**Document text**
•••

Kaslo is a village on the west shore of Kootenay Lake in the West Kootenay region of southeastern British Columbia. A member municipality of the Central Kootenay Regional District, the name derives from the adjacent Kaslo River. At 2016, the population was 968, and the idyllic village is regarded at the "Little Switzerland of Canada."

Thousands of years before the arrival of European settlers on Kootenay Lake, indigenous nations made this country their home. Two nations, the Kutenai (Ktunaxa) and Lakes (Sinixt) lived a semi-nomadic existence, using their intimate knowledge of the land to follow its seasonal cycles for root harvesting, berry picking, fishing and hunting. Settlers came and used it as a sawmill site in 1889, but soon after Kaslo expanded as a result of the silver boom of the late 19th century. It retains much of the historic atmosphere from its earlier mining days. The economy of Kaslo today is based mainly on the forestry and tourism industries.

Mining
Kaslo was an important centre for shipping silver ore from mines in the area. In 1895, it became the eastern terminus for the Kaslo and Slocan Railway.

Kaslo's fortunes faded after the end of the silver rush, and the widespread collapse of mining activity following World War I, but the growth in fruit farming and logging partially offset this decline.

Community

After the 1891 townsite survey, building lots were marketed. Kaslo was incorporated as a city on August 14, 1893, making it the oldest incorporated community in the Kootenays. Destroyed by the 1894 flood, the townsite was rebuilt. At the time, the population was about 3,000.

The Kaslo Kootenian, a newspaper established in 1896, existed at least into the mid 1950s. The settlement was re-incorporated as a village on January 1, 1959.

Demographics 
In the 2021 Census of Population conducted by Statistics Canada, Kaslo had a population of 1,049 living in 526 of its 583 total private dwellings, a change of  from its 2016 population of 968. With a land area of , it had a population density of  in 2021.

•••

**Data**
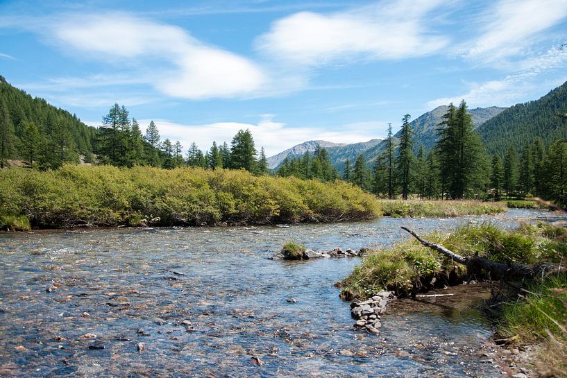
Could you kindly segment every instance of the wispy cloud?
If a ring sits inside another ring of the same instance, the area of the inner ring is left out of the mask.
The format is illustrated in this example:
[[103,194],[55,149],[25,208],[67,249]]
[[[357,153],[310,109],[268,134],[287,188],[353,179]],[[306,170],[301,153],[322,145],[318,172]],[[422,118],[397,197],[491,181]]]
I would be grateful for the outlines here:
[[329,15],[301,12],[274,22],[255,44],[278,60],[305,65],[423,56],[448,43],[446,37],[427,28],[428,14],[443,3],[381,1]]
[[481,33],[461,48],[467,58],[482,62],[501,60],[529,51],[542,32],[567,17],[564,0],[500,0],[480,19]]
[[[139,120],[142,128],[149,124],[149,119]],[[203,151],[208,149],[213,141],[226,141],[240,129],[249,129],[254,137],[256,148],[266,149],[269,156],[282,150],[307,140],[322,139],[336,143],[357,143],[379,137],[376,130],[383,130],[386,122],[369,121],[343,125],[336,130],[322,131],[314,127],[292,128],[285,123],[276,122],[271,114],[264,114],[257,123],[240,122],[216,122],[204,125],[187,125],[154,120],[162,139],[179,140],[187,149],[194,141]]]
[[11,55],[3,54],[2,53],[0,53],[0,58],[3,58],[5,59],[11,59],[11,60],[15,60],[16,59],[15,58],[14,58]]
[[[249,59],[206,45],[171,25],[110,13],[67,15],[46,26],[41,33],[51,43],[105,64],[128,67],[130,78],[137,78],[126,80],[145,82],[174,97],[234,97],[259,90],[266,80]],[[67,83],[73,80],[81,79]],[[96,85],[83,81],[85,87]]]
[[548,89],[548,83],[542,81],[541,77],[566,67],[567,51],[554,47],[539,56],[526,59],[522,62],[523,69],[502,79],[469,84],[468,92],[429,101],[427,108],[432,109],[450,103],[458,103],[462,99],[466,100],[471,106],[509,106],[523,101],[530,93]]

•••

**Your tasks**
**a.** According to the text about Kaslo, on what date was Kaslo re-incorporated as a village?
**b.** Reproduce a passage from the text about Kaslo, starting at the words "The Kaslo Kootenian, a" and ending after "January 1, 1959.".

**Answers for this exercise**
**a.** January 1, 1959

**b.**
The Kaslo Kootenian, a newspaper established in 1896, existed at least into the mid 1950s. The settlement was re-incorporated as a village on January 1, 1959.